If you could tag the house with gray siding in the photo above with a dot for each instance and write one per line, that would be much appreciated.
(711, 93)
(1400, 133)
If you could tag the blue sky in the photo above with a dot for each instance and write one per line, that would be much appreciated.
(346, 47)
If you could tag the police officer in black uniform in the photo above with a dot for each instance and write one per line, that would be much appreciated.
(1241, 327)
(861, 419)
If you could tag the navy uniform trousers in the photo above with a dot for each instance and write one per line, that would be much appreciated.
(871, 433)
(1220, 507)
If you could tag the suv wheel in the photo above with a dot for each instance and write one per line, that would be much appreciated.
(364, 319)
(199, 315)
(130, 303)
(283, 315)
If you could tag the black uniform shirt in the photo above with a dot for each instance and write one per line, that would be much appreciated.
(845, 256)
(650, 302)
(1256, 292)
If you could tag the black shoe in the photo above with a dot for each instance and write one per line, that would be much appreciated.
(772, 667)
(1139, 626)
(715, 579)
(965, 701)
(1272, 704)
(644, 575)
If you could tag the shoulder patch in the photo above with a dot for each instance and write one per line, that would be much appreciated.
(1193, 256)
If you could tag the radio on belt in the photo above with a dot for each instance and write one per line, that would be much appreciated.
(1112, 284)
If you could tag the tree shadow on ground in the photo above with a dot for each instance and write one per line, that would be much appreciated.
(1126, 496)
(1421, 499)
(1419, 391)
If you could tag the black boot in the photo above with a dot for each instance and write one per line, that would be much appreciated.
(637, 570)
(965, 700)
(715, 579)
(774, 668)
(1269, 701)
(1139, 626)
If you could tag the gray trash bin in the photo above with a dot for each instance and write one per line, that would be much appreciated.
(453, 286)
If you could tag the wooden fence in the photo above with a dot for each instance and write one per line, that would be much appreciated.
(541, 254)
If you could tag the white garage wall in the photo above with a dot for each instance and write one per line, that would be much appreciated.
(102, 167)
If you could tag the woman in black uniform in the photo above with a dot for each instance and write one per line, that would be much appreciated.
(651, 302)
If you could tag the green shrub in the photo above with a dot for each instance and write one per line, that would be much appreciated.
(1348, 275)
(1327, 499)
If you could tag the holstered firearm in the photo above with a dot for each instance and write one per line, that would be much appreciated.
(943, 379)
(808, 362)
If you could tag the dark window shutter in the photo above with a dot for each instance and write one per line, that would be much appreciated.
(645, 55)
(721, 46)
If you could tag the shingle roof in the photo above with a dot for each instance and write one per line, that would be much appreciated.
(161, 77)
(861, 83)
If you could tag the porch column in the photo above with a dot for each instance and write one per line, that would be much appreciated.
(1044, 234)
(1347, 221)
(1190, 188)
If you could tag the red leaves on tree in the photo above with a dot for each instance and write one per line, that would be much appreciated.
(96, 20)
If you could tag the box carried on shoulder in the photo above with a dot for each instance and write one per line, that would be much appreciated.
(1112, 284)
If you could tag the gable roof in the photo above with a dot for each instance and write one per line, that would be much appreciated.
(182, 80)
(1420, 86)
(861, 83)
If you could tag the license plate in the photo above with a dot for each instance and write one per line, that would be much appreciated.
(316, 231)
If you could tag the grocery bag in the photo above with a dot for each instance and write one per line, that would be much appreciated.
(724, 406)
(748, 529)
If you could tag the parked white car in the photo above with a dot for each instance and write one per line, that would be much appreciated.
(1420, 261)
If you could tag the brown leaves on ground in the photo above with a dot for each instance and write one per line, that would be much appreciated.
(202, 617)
...
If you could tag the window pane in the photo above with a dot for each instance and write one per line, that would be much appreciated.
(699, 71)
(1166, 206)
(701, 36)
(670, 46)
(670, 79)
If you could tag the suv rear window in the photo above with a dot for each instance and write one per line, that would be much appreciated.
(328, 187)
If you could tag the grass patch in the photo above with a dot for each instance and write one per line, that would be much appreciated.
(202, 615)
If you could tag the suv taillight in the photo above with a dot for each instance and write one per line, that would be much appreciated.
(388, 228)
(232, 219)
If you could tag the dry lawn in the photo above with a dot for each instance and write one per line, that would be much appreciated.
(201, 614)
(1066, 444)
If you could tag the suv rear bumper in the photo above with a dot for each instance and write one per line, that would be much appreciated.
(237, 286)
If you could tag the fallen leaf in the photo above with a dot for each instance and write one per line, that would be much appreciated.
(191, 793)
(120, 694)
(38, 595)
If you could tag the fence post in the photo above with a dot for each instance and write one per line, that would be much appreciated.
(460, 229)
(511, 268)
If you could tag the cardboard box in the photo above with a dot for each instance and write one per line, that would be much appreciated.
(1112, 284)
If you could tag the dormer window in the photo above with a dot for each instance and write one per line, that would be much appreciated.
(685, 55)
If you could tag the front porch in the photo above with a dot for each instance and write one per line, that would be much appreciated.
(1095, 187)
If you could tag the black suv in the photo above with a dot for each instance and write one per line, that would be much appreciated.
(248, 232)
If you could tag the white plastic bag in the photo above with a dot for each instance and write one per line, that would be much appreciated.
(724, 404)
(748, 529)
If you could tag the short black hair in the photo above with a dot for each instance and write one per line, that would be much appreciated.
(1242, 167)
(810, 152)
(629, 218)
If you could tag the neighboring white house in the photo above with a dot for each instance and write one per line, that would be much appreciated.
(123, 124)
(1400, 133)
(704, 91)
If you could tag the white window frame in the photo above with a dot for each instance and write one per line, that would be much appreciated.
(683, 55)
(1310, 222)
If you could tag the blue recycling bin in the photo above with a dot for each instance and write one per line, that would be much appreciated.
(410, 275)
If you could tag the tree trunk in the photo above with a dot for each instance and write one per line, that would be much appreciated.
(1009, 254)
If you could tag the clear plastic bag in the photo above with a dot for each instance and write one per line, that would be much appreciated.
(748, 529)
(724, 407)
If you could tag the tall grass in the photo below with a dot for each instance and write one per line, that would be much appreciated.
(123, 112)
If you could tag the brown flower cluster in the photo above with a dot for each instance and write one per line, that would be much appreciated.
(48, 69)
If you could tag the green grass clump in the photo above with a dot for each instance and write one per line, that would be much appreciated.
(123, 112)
---
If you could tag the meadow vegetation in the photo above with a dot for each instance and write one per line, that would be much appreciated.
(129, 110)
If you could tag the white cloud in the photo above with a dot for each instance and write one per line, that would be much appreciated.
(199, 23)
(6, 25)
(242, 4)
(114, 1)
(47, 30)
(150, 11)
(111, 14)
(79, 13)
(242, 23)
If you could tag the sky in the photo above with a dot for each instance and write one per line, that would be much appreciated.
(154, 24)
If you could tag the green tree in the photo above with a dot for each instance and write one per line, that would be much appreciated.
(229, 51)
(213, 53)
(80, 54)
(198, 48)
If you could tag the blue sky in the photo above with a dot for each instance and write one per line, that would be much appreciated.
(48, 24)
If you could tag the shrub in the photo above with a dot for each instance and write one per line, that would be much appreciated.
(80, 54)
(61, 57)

### GIVEN INSTRUCTION
How many of the lines above contain the word "house"? Reply with the number alone.

### RESULT OF THE EXERCISE
2